Pull out every line in the listing below that contains the word "hand", and count a line only if its capitalization matches.

EXCERPTED RECORDS:
++++++

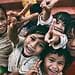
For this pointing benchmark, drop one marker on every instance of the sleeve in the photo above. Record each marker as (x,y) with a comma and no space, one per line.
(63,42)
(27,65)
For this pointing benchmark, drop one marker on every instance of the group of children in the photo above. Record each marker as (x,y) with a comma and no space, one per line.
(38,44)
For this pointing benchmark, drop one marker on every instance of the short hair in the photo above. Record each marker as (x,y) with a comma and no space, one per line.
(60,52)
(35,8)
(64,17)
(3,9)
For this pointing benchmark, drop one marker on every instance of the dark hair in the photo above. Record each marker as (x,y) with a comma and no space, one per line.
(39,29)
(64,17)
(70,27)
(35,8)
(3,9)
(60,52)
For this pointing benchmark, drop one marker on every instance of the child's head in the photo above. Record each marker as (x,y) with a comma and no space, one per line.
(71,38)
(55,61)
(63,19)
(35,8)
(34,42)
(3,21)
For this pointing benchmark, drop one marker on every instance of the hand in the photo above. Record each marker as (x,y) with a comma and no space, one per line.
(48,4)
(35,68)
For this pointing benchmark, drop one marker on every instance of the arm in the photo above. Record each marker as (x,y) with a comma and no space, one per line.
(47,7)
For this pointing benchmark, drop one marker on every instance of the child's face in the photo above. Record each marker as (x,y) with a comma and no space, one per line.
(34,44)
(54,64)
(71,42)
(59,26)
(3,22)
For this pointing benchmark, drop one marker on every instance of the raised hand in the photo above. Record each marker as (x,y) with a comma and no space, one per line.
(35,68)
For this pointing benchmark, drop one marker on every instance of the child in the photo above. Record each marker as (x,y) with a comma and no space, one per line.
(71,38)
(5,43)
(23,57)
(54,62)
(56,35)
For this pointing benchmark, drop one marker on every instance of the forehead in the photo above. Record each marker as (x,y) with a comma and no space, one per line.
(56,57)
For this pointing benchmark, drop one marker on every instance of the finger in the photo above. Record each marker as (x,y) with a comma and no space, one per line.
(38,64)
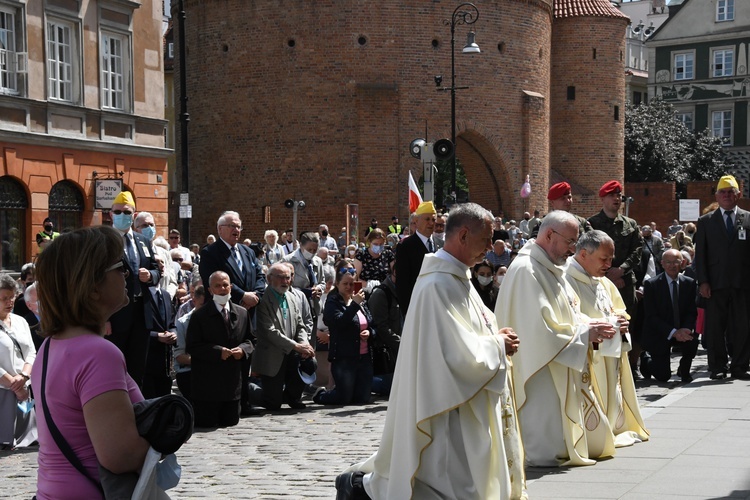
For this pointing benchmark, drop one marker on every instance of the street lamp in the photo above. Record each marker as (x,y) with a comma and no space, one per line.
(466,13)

++++++

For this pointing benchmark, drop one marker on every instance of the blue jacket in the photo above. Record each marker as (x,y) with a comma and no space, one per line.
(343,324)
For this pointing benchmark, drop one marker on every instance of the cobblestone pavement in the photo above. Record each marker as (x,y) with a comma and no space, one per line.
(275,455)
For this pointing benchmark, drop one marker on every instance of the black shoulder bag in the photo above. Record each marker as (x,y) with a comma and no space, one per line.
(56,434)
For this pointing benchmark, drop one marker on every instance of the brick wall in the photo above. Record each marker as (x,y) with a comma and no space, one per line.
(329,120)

++++++

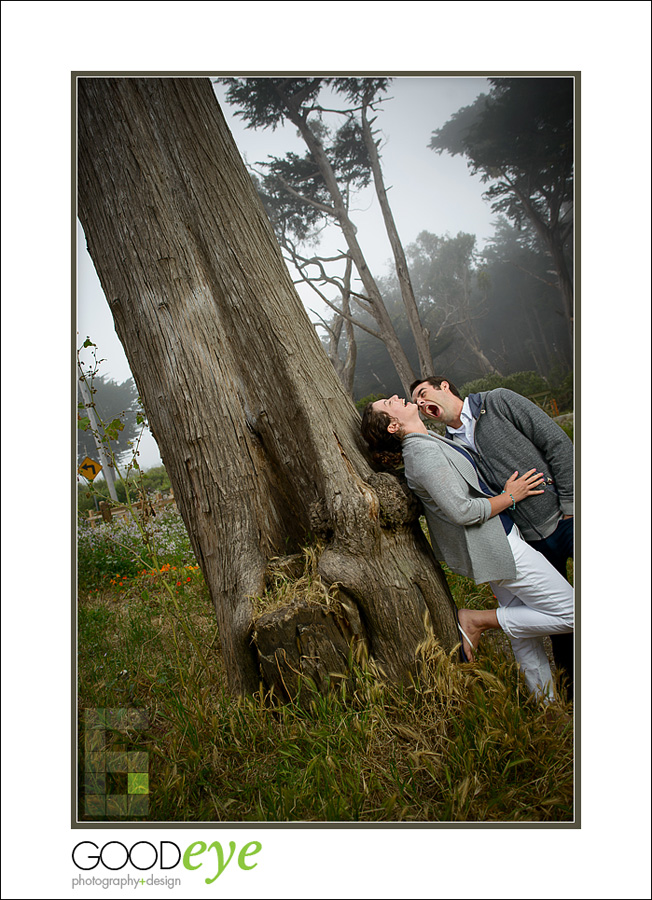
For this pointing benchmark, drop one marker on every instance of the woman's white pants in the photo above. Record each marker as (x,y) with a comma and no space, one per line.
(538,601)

++++++

OUTPUT OF THE TASK:
For this pointing benchmark, drop one marker on every instance of the hand in the photo above. Record each marker as (x,y) with a comma and no space, one per line.
For this pointing benchmark, drop one marker on every instance of the raised hand in the photo above. Record each marker as (x,y) with a comma and no space, one per line.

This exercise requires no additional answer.